What is being asked
Return the entries below verbatim, from the start of the entries through the line that contains "247, 323, 285]]", inclusive. Omit the pictures from your reply.

Input material
■ ■ ■ ■ ■

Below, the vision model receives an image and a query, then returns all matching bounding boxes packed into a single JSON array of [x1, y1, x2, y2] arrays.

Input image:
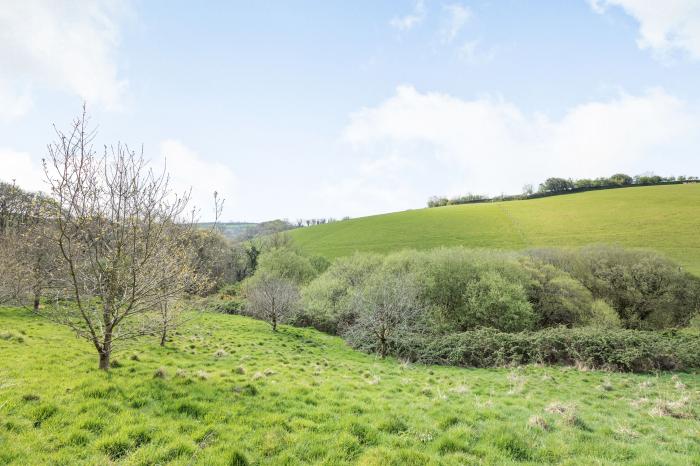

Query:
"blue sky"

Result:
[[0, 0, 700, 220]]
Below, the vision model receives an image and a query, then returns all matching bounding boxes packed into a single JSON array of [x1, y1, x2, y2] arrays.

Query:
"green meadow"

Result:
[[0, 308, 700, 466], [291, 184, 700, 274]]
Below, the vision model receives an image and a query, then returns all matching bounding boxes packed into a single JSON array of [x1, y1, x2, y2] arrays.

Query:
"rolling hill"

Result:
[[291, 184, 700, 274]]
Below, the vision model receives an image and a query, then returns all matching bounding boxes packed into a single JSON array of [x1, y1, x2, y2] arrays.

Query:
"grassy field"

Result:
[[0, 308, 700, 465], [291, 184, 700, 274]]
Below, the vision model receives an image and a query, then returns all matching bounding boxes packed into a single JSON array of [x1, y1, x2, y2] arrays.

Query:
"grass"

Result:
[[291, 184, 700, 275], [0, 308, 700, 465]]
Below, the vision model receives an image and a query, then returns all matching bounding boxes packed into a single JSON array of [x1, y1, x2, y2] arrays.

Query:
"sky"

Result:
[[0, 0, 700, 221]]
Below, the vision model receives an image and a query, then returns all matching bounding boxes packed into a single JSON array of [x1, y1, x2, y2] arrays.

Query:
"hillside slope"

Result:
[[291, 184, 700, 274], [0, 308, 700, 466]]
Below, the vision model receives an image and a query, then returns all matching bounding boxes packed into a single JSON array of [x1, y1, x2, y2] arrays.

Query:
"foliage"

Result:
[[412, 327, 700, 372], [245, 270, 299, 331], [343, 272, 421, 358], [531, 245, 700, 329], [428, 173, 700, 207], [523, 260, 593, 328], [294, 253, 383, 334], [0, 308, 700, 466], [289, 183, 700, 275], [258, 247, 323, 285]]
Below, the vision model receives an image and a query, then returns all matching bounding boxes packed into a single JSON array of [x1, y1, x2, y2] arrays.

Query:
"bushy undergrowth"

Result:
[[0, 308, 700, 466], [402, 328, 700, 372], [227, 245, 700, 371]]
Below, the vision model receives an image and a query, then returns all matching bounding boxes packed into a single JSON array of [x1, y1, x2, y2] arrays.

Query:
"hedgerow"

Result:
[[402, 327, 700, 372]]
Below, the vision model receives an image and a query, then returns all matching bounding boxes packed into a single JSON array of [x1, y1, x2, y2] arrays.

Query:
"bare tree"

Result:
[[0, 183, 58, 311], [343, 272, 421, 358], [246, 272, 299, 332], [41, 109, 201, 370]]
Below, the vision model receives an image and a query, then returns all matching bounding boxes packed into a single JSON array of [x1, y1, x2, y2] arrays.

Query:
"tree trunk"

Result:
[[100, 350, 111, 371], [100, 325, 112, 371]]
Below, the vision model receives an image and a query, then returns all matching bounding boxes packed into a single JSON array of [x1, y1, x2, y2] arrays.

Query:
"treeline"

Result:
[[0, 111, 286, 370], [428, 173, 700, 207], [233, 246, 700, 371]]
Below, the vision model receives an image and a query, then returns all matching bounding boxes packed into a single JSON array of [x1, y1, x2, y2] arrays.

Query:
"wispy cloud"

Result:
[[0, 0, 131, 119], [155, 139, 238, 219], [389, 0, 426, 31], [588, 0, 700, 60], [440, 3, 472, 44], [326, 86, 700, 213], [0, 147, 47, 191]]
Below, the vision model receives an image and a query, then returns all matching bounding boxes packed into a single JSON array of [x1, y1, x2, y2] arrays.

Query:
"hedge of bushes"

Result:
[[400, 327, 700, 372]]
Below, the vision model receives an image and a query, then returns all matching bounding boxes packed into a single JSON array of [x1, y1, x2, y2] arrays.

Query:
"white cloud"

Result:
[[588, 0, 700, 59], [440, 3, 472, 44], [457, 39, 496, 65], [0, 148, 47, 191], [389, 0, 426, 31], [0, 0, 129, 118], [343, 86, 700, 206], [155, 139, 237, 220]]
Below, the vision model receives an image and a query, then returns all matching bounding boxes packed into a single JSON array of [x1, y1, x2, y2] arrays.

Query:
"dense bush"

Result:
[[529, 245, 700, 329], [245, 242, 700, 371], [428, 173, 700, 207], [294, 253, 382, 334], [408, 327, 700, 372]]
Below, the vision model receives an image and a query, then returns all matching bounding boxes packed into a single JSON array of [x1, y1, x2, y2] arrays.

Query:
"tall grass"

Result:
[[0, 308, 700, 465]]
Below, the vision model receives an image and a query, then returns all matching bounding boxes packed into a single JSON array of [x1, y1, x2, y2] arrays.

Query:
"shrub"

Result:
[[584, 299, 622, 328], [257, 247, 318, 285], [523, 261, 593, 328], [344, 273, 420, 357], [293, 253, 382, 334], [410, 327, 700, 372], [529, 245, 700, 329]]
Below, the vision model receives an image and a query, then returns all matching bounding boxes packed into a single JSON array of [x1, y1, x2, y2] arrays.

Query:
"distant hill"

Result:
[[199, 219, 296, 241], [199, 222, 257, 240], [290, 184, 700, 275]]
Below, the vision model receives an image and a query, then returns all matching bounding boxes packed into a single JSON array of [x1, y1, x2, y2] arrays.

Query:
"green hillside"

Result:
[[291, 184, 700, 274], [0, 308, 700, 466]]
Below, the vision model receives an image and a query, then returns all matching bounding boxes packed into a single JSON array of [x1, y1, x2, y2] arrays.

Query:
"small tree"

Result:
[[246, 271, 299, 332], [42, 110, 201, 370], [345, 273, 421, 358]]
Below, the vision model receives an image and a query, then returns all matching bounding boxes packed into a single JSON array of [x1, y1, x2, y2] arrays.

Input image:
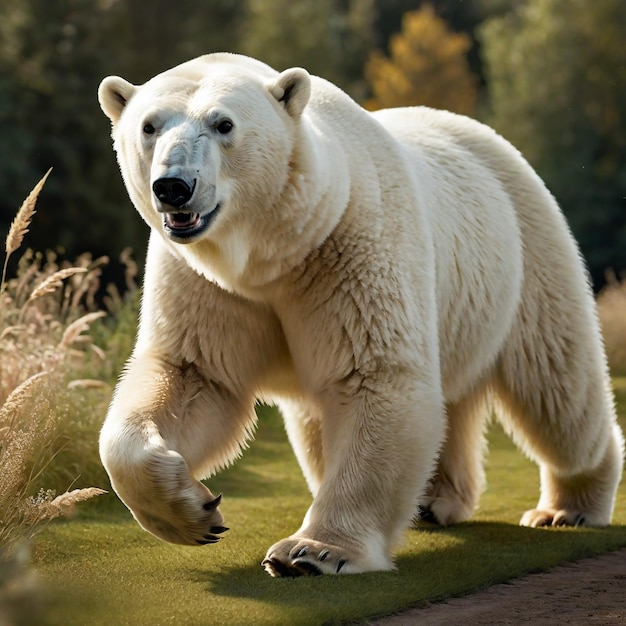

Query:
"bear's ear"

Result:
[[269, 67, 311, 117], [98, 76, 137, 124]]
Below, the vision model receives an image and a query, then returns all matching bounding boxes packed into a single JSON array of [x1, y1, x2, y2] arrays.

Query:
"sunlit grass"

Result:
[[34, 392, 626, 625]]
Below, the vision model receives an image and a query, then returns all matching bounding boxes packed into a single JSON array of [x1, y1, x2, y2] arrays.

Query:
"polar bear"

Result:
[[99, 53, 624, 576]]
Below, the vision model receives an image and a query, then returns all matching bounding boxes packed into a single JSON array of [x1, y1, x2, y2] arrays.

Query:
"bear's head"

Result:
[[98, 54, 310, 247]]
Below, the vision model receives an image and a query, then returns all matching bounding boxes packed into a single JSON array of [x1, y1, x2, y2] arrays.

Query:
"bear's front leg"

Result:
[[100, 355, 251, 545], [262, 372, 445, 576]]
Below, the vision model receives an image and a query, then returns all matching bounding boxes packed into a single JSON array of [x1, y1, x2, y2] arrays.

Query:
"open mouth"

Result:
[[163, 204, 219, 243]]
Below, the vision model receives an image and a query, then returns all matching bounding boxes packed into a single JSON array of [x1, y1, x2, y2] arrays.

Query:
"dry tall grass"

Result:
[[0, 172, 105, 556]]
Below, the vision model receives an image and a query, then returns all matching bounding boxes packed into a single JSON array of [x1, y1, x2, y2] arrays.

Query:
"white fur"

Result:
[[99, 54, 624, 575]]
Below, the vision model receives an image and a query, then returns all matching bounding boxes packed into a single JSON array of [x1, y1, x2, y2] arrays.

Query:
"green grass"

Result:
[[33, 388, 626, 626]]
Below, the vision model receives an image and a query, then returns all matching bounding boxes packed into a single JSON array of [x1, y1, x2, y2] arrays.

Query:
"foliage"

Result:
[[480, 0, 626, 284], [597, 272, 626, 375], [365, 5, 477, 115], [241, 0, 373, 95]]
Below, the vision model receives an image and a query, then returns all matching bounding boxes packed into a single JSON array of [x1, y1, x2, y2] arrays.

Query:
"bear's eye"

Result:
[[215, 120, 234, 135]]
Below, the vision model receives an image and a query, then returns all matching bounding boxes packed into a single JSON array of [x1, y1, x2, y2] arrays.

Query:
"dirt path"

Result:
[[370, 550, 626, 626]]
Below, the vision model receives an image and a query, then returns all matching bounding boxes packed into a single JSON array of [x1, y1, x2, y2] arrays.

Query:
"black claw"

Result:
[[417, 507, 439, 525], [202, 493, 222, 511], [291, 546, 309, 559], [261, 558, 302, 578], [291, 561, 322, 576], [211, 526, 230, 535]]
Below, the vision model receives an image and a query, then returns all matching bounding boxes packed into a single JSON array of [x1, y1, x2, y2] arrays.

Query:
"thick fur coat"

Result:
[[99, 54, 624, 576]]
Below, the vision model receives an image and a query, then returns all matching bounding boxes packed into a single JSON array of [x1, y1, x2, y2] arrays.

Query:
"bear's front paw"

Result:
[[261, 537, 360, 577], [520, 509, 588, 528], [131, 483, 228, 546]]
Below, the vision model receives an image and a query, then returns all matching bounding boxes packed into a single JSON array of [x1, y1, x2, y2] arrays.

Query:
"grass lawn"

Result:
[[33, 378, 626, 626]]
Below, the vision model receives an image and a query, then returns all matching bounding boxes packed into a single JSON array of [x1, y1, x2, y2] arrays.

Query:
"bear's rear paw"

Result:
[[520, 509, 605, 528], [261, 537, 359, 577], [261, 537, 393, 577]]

■ ■ ■ ■ ■

Exercise output
Below, the vision model receives an image and a query, then returns all matching bounding boxes packed into a single JSON array of [x1, y1, x2, y2] arrays.

Input image:

Query:
"blue sky"

Result:
[[0, 0, 700, 220]]
Below, the vision model receives an image and a query, then returns all matching bounding boxes packed into a single JSON array of [x1, y1, x2, y2] arrays.

Query:
"green meadow"

Result:
[[0, 308, 700, 466], [291, 184, 700, 274]]
Below, the vision model receives an image and a query, then returns all matching bounding boxes packed into a single JSON array of [x1, y1, x2, y2] arrays.

Query:
"rolling hill"

Result:
[[291, 184, 700, 274]]
Below, the vision model receives an image and a query, then returns all matching bounding boxes packed into a single JSON array of [x1, y1, x2, y2] arrays.

Query:
"grassy field"

Result:
[[0, 308, 700, 465], [291, 184, 700, 274]]
Below, the vision model receives an image and a query, then returns all matching bounding boxes packed into a single JSON array of [x1, y1, x2, y2] arrays.

Query:
"grass"

Result:
[[291, 184, 700, 275], [0, 308, 700, 465]]
Below, the vision model receives an image and a query, then returns all matching bounding boxes packed into a single JSON array of [x1, y1, x2, y2] arrays.

Query:
"sky"

Result:
[[0, 0, 700, 221]]
Below, the vision model receives an image and a query, then returns all matching bounding boxes packed into a single JSON array of [x1, y1, x2, y2] arrays.

Query:
"hillside slope"

Result:
[[291, 184, 700, 274], [0, 308, 700, 466]]
Below, the vision model receives an image and a query, then returns all matching bounding boxes packed into a single JSON array of [x1, y1, x2, y2] arrays.

Query:
"foliage"

Result:
[[412, 327, 700, 372], [245, 270, 299, 331], [343, 272, 421, 358], [531, 245, 700, 329], [428, 173, 700, 207], [523, 260, 593, 328], [294, 253, 383, 334], [0, 308, 700, 466], [289, 183, 700, 275], [258, 247, 323, 285]]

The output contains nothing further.